データ一覧
|---|
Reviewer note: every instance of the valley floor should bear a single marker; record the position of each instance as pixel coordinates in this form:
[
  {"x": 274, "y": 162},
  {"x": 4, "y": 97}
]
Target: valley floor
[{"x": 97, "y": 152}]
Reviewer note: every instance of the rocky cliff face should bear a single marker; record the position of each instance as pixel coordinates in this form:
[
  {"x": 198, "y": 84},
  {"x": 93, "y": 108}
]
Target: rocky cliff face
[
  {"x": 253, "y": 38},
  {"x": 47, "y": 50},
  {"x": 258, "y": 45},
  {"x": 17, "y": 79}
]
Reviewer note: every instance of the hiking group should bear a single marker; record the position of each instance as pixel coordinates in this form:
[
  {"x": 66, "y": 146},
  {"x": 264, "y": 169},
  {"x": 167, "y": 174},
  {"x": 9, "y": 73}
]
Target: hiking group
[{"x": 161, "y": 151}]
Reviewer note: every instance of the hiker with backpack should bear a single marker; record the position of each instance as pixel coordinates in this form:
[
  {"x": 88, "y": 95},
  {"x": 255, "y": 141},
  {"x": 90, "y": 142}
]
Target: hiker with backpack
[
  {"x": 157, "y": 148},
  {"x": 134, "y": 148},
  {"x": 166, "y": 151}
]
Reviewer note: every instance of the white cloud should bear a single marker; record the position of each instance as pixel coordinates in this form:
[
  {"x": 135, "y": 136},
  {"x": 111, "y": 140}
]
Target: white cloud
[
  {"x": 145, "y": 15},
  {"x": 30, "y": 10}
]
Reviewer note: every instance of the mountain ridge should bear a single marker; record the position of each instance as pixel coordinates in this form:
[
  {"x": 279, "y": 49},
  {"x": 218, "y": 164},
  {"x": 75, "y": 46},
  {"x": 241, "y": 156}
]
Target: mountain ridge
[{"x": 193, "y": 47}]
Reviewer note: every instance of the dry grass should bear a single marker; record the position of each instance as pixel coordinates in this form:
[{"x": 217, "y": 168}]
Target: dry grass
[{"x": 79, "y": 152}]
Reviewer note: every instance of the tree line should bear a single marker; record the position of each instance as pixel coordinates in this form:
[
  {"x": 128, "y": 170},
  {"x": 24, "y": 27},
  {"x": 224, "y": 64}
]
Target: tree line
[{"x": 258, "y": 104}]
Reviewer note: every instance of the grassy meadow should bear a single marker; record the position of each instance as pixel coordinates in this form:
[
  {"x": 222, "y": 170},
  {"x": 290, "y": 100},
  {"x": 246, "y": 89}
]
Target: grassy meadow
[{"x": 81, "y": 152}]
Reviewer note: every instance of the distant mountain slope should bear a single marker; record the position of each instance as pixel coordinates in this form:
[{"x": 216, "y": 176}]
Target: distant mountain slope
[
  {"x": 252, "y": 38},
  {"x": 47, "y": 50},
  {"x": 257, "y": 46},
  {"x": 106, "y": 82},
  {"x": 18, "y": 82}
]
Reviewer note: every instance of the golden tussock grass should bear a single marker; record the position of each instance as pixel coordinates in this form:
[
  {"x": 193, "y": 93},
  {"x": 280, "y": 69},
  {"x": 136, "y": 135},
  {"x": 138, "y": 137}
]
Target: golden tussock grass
|---|
上の資料を、一字も変えずにすべて引用せよ。

▸ **回答**
Reviewer note: every instance of the valley floor should bear a single marker; record the position of each instance as pixel coordinates in this form:
[
  {"x": 274, "y": 162},
  {"x": 4, "y": 97}
]
Target: valley floor
[{"x": 97, "y": 152}]
Reviewer note: every instance of the rocky cliff face should bear a single marker; record the position of each instance as pixel coordinates in this form:
[
  {"x": 198, "y": 84},
  {"x": 93, "y": 108}
]
Target: rocky cliff face
[
  {"x": 253, "y": 38},
  {"x": 47, "y": 50},
  {"x": 258, "y": 45},
  {"x": 17, "y": 79}
]
Reviewer note: every instance of the hiking group should bear a single marker; record the position of each instance as pixel coordinates in this form:
[
  {"x": 66, "y": 146},
  {"x": 264, "y": 169},
  {"x": 167, "y": 174},
  {"x": 9, "y": 73}
]
Target: hiking group
[{"x": 161, "y": 151}]
Reviewer note: every instance of the hiker with backpack should bear a single marker; record the position of each instance as pixel coordinates in this form:
[
  {"x": 88, "y": 95},
  {"x": 255, "y": 141},
  {"x": 90, "y": 142}
]
Target: hiker with backpack
[
  {"x": 157, "y": 148},
  {"x": 134, "y": 148},
  {"x": 166, "y": 151}
]
Reviewer note: every instance of the white cloud should bear a single marker; record the position of each instance as pixel coordinates in this form:
[
  {"x": 135, "y": 136},
  {"x": 111, "y": 140}
]
Target: white cloud
[
  {"x": 145, "y": 15},
  {"x": 30, "y": 10}
]
Reviewer note: every instance of the mountain ridge should bear a single marker; record the position of each instance as pixel coordinates in this form:
[
  {"x": 279, "y": 49},
  {"x": 218, "y": 164},
  {"x": 75, "y": 46},
  {"x": 241, "y": 156}
]
Target: mountain ridge
[{"x": 193, "y": 47}]
Reviewer note: every instance of the dry grass should bear a single marker; record the position of each instance as pixel coordinates in this form:
[{"x": 217, "y": 168}]
Target: dry grass
[{"x": 79, "y": 152}]
Reviewer note: every instance of the tree line should bear a single marker; record the position of each instance as pixel coordinates in this form:
[
  {"x": 128, "y": 170},
  {"x": 24, "y": 27},
  {"x": 224, "y": 64}
]
Target: tree line
[{"x": 258, "y": 104}]
Reviewer note: every instance of the grassy meadow should bear a single marker; record the position of each instance as pixel coordinates in this form:
[
  {"x": 222, "y": 170},
  {"x": 290, "y": 100},
  {"x": 246, "y": 89}
]
Target: grassy meadow
[{"x": 81, "y": 152}]
Reviewer note: every instance of the distant mountain slope should bear a single marker; record the position of each instance as pixel coordinates in this form:
[{"x": 216, "y": 176}]
Target: distant mountain slope
[
  {"x": 252, "y": 38},
  {"x": 47, "y": 50},
  {"x": 257, "y": 46},
  {"x": 106, "y": 82},
  {"x": 18, "y": 82}
]
Reviewer note: every instance of the golden tussock grass should bear a single marker; record the position of each instance as pixel coordinates in this form:
[
  {"x": 193, "y": 93},
  {"x": 280, "y": 69},
  {"x": 136, "y": 135},
  {"x": 138, "y": 137}
]
Target: golden tussock grass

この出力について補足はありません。